TASK STATEMENT: Please format the rows as a numbered list, starting at the first one and ending with the line that contains "M 382 381 L", with both ends included and any blank lines left out.
* * * * * * *
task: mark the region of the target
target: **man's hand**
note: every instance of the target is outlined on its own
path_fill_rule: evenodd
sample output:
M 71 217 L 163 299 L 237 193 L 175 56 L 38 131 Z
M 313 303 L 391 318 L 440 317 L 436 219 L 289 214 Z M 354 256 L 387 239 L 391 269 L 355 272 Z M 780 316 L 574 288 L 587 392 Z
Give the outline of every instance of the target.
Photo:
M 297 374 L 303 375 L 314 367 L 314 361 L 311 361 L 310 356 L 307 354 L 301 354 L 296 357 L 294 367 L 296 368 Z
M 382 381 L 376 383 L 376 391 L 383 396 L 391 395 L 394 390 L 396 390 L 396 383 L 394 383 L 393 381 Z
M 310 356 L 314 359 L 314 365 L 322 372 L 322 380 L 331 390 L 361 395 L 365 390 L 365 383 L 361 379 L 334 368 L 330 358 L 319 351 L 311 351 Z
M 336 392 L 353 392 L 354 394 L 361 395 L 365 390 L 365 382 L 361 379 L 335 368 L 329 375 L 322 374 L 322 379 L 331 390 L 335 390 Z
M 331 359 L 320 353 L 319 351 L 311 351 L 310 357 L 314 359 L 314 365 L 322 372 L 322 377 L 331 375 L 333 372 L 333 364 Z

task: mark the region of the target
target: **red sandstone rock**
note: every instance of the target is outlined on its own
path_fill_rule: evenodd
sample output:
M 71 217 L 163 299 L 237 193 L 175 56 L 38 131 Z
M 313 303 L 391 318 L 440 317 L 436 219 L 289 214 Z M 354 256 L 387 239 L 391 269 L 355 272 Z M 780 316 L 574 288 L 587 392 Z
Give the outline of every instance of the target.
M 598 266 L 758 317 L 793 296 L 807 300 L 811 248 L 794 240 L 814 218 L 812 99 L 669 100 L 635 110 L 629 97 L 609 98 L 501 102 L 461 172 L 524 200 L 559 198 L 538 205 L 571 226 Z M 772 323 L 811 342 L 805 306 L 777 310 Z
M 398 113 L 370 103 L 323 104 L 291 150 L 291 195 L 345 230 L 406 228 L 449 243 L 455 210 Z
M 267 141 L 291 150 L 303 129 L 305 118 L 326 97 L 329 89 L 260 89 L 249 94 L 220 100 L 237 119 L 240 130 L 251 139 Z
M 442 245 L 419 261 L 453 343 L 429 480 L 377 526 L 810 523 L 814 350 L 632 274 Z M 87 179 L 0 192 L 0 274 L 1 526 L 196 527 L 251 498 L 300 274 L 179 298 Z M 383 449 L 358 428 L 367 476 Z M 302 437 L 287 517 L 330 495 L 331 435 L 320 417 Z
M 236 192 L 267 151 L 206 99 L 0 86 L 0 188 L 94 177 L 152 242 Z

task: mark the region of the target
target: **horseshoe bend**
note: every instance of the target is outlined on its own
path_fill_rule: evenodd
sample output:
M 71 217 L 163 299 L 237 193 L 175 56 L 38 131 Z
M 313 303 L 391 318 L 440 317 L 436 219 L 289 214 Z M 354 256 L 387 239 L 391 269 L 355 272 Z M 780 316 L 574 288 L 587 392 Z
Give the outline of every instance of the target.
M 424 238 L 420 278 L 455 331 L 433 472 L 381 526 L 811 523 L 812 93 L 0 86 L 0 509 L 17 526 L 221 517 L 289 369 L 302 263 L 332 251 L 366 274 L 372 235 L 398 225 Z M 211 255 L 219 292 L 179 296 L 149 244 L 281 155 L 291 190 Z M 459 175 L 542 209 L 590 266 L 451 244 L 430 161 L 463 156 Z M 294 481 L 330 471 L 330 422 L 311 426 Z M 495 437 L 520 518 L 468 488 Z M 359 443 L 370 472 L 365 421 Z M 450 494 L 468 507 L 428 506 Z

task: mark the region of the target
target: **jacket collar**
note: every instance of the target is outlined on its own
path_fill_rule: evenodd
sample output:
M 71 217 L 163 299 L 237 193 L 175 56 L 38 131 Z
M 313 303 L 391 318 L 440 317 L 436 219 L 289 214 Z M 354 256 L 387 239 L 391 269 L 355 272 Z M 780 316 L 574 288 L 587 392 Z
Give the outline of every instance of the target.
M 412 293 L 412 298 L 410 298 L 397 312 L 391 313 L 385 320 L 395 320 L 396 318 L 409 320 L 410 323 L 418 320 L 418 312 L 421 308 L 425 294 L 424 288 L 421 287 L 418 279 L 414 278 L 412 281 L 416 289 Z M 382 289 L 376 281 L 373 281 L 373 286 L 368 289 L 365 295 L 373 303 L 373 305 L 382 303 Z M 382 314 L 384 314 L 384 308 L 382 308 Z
* * * * * * *
OUTPUT FOR THIS TASK:
1. task: mark the region of the target
2. target: **man's hand**
3. note: every instance of the target is outlined on its own
4. path_fill_rule: evenodd
5. sample output:
6. M 71 217 L 163 299 L 237 193 L 175 56 L 38 131 Z
7. M 313 303 L 391 318 L 440 317 L 436 219 L 289 214 Z M 354 256 L 387 239 L 391 269 L 355 272 Z M 780 316 L 574 288 L 587 392 Z
8. Give the outline of every instance of the target.
9. Photo:
10. M 297 374 L 303 375 L 314 367 L 314 361 L 311 361 L 310 356 L 307 354 L 301 354 L 296 357 L 294 367 L 296 368 Z
11. M 382 381 L 376 383 L 376 391 L 383 396 L 391 395 L 394 390 L 396 390 L 396 383 L 394 383 L 393 381 Z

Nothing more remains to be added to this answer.